MATERIAL PROVIDED:
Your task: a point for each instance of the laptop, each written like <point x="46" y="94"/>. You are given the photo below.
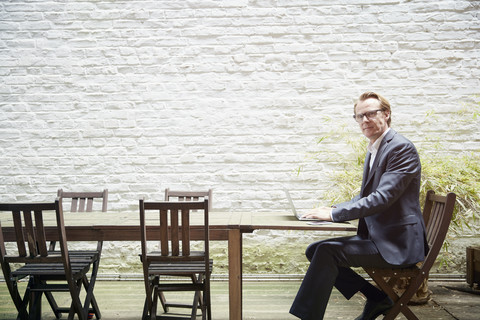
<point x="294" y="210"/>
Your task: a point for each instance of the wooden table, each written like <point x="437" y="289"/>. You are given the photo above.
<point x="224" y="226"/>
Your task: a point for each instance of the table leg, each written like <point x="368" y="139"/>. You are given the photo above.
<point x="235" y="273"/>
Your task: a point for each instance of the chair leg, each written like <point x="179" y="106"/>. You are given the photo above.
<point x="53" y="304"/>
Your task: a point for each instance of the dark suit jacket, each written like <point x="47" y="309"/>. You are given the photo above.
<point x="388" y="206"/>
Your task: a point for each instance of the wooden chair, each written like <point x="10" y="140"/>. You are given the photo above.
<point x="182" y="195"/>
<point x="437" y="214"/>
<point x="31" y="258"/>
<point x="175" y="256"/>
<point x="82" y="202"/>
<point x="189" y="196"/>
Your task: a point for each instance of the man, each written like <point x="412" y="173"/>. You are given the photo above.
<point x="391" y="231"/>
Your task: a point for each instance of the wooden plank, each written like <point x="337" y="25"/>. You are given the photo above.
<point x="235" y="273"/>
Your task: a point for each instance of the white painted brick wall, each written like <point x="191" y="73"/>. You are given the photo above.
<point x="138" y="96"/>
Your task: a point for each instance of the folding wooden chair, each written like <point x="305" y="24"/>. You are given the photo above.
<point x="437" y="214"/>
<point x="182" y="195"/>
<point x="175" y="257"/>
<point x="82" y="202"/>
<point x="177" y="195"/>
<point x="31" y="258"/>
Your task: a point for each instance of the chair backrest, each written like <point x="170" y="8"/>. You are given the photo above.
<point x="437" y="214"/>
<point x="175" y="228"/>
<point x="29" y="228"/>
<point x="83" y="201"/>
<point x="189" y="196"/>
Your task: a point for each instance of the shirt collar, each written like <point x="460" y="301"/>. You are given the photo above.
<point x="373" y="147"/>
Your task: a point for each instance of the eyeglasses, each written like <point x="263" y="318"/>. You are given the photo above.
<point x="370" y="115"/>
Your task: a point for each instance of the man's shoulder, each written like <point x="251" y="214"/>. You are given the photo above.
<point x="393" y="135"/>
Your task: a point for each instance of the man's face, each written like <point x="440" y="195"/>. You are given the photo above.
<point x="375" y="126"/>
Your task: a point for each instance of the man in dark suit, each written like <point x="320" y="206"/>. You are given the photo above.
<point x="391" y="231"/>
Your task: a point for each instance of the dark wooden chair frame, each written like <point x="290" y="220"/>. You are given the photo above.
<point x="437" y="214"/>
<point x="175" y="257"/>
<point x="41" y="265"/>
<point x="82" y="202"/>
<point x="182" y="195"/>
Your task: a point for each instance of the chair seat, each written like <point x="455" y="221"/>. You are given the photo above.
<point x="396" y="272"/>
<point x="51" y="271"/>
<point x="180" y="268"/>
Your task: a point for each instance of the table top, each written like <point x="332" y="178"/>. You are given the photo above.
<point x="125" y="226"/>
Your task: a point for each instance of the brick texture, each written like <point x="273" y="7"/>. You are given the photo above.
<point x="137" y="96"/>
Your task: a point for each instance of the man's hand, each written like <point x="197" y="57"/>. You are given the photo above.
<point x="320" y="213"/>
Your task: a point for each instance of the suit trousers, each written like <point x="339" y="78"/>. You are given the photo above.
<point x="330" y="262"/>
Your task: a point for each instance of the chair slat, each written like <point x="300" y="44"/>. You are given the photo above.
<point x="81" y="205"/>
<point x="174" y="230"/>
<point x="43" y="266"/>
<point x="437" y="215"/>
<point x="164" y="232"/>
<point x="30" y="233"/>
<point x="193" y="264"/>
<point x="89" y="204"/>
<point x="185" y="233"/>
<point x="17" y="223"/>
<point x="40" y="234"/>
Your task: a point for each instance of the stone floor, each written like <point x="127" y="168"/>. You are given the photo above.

--

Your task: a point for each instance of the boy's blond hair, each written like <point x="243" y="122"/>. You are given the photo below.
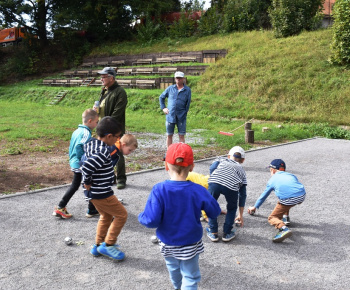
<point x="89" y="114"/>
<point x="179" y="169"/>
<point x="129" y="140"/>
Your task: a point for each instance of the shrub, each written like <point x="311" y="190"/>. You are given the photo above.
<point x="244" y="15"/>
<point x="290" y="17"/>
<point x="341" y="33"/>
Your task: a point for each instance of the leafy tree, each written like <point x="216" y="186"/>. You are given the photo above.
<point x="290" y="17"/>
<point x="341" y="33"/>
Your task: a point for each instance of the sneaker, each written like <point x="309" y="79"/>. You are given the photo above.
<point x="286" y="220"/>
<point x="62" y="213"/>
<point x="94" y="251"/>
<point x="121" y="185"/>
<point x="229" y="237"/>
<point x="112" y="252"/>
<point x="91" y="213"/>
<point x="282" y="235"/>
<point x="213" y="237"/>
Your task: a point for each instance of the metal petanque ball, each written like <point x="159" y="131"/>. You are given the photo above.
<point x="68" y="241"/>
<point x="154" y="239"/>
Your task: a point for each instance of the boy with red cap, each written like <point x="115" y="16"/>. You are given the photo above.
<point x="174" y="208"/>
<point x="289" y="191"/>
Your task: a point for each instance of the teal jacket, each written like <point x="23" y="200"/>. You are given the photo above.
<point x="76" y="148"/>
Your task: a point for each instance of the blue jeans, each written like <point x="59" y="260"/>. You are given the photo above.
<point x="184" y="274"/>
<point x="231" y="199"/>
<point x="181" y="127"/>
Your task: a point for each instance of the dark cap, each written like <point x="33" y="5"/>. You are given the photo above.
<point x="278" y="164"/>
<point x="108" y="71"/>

EXERCISE DETAILS:
Give back the records above exactly, limited to the lines between the one holding "chair slat, each" and the one holding "Your task: a point for each instance of the stone", inclusive.

TASK RESPONSE:
Your task: a point for each instance of the chair slat, each written like <point x="300" y="44"/>. You are given the photo above.
<point x="81" y="205"/>
<point x="174" y="230"/>
<point x="43" y="266"/>
<point x="437" y="215"/>
<point x="164" y="232"/>
<point x="30" y="233"/>
<point x="193" y="264"/>
<point x="89" y="204"/>
<point x="185" y="233"/>
<point x="17" y="223"/>
<point x="40" y="234"/>
Your task: a point for each instance of the stone floor, each written like <point x="127" y="168"/>. You are given the photo above.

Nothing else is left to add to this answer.